### [TASK PROMPT]
Look for the word "windshield" in the data below, and copy every line that holds it.

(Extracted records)
+ + +

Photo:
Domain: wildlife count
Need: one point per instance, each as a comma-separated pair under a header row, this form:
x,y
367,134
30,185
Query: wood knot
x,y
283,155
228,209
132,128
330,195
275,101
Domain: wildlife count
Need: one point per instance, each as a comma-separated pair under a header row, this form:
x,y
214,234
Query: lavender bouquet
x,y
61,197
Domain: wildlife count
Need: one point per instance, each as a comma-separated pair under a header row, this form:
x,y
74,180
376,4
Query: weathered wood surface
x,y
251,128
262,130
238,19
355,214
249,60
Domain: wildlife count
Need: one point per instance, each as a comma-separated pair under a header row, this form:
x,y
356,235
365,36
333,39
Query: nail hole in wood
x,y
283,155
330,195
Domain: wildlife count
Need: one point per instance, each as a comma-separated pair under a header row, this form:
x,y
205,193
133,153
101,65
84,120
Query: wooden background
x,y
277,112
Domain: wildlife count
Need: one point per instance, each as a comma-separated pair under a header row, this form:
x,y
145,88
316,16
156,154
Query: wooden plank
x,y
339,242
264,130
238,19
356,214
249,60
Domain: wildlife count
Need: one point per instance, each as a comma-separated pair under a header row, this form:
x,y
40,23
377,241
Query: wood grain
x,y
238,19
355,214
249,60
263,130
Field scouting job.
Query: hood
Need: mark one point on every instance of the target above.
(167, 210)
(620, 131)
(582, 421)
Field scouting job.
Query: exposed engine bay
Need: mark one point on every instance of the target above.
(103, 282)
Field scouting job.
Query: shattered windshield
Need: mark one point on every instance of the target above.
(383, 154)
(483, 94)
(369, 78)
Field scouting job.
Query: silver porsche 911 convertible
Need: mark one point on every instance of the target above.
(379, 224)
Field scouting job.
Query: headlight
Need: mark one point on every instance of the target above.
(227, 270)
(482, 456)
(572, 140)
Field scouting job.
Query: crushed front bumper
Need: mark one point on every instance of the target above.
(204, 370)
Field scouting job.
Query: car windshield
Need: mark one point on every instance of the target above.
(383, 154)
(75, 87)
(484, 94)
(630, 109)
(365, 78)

+ + +

### [SOLUTION]
Query: shattered windshield
Query: car windshield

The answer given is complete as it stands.